--- start ---

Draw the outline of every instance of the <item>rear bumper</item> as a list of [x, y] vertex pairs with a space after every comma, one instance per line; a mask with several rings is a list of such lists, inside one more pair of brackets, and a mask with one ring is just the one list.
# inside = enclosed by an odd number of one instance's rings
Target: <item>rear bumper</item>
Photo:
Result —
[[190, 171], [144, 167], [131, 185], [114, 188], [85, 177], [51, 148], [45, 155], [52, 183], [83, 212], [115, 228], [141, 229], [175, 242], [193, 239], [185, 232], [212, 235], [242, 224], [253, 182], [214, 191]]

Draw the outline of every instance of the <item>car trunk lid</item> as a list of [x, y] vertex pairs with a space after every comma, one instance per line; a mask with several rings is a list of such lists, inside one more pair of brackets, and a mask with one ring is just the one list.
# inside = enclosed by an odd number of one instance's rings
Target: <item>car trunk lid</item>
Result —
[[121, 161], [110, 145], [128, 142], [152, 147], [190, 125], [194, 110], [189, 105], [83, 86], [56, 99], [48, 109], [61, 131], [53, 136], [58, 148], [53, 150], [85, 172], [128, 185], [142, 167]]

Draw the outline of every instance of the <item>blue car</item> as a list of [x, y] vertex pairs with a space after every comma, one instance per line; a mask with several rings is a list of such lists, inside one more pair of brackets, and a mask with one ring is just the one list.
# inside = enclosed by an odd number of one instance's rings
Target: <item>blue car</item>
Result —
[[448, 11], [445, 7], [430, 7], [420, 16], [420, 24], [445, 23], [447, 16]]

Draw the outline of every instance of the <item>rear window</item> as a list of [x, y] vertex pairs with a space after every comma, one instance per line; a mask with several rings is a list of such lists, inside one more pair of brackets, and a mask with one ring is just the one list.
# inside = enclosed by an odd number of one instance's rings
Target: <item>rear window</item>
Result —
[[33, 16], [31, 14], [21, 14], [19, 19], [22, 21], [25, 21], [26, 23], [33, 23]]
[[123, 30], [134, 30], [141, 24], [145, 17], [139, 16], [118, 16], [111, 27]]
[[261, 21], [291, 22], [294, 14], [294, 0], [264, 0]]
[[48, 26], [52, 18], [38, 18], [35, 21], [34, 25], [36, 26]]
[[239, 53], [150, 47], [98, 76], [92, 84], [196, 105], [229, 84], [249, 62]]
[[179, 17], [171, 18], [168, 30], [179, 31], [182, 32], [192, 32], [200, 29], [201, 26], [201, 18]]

--- end ---

- **Exercise**
Print every line of the records above unchanged, from the first line to the last.

- **The completed task**
Draw the outline of every instance of the <item>rear bumper</item> as a list of [x, y] vertex pairs with a space after every comma, one instance per line; a mask with several rings is a list of such lists, inside one more pair of brackets, and a mask with one ring is just the one list.
# inside = enclosed by an odd number of one instance's rings
Target: <item>rear bumper</item>
Photo:
Result —
[[190, 171], [144, 167], [131, 185], [114, 188], [85, 177], [51, 148], [45, 155], [52, 183], [83, 212], [115, 228], [141, 229], [175, 242], [193, 239], [185, 232], [212, 235], [242, 224], [253, 182], [214, 191]]

Draw the outline of every instance of the <item>car trunk lid</item> as a list of [x, y] vertex pairs with a space after every comma, one instance per line; a mask with several rings is a list of such lists, inside one more pair of brackets, and a mask with one ring is just the one list.
# inside = enclosed by an odd number of one instance's rings
Target: <item>car trunk lid</item>
Result —
[[121, 161], [110, 145], [128, 142], [152, 147], [190, 125], [194, 110], [189, 105], [83, 86], [56, 99], [48, 109], [61, 131], [53, 136], [58, 148], [53, 150], [85, 172], [128, 185], [142, 167]]

Draw the outline of every instance of the <item>blue car</item> as a list of [x, y] vertex pairs with a space after every comma, one instance per line; a mask with several rings is a list of such lists, inside one more pair of brackets, and a mask with one ring is just the one list.
# inside = enclosed by an odd number of one instance's rings
Target: <item>blue car</item>
Result —
[[448, 11], [445, 7], [430, 7], [420, 16], [420, 24], [445, 23], [447, 16]]

Draw the outline of every instance of the <item>rear window</item> as a list of [x, y] vertex pairs with a space after every comma, one instance per line; a mask with several rings is a list of such lists, inside one more pair of brackets, and a mask with one ring is just the one list.
# inside = enclosed by an odd number of one instance's rings
Target: <item>rear window</item>
Result —
[[33, 16], [31, 14], [21, 14], [19, 19], [22, 21], [25, 21], [26, 23], [33, 23]]
[[123, 30], [134, 30], [141, 24], [145, 17], [139, 16], [118, 16], [111, 27]]
[[261, 21], [291, 22], [294, 14], [294, 0], [264, 0]]
[[48, 26], [52, 18], [38, 18], [35, 21], [34, 25], [36, 26]]
[[239, 53], [150, 47], [98, 76], [92, 84], [196, 105], [229, 84], [249, 62]]
[[179, 17], [171, 18], [168, 30], [179, 31], [182, 32], [192, 32], [200, 29], [201, 26], [201, 18]]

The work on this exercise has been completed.